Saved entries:
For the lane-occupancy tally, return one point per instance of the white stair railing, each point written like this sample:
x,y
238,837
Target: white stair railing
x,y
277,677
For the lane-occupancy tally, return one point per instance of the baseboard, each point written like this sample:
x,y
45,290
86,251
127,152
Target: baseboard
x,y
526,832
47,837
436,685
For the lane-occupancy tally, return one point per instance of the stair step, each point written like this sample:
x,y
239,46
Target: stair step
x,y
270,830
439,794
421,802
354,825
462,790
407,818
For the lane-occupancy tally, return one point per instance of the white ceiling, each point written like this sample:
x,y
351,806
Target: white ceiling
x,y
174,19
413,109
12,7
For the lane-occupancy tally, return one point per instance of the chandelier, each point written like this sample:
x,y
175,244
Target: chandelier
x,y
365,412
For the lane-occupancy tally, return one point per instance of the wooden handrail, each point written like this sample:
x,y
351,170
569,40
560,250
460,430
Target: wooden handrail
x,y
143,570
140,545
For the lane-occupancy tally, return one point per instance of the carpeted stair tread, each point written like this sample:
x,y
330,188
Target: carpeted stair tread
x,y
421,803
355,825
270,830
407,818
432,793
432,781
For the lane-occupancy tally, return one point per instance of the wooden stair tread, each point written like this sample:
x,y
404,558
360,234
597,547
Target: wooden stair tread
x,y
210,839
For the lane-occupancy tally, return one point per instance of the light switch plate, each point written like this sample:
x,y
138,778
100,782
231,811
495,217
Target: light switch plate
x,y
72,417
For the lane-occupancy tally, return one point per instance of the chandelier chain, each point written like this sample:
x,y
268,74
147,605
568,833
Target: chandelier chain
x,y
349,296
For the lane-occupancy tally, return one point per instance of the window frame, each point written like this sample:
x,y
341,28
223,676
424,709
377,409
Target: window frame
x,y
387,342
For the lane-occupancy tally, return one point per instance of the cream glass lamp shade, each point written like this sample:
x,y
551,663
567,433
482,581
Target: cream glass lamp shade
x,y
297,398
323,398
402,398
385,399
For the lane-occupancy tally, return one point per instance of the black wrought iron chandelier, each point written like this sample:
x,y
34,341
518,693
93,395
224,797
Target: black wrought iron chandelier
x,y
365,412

> **Problem requirements**
Write out the line containing "of the window" and every line after it through the end of the entries. Keep each one exactly as it is, and add nothing.

> **Solution**
For the lane-occupancy tally, return one point per instance of the window frame, each point written like this sample:
x,y
341,28
223,676
424,709
377,409
Target: window frame
x,y
387,342
For the lane-occupancy tally, return one point per instance of the cream glass lamp shade, each point written like this sample:
x,y
551,663
567,433
482,581
Target: cream glass lamp shade
x,y
297,398
323,398
402,398
385,399
For the lane-occupancy tally, return one point per instance of the black wrought iron chandelier, each point written like this sample:
x,y
34,341
518,693
93,395
224,797
Target: black wrought iron chandelier
x,y
365,412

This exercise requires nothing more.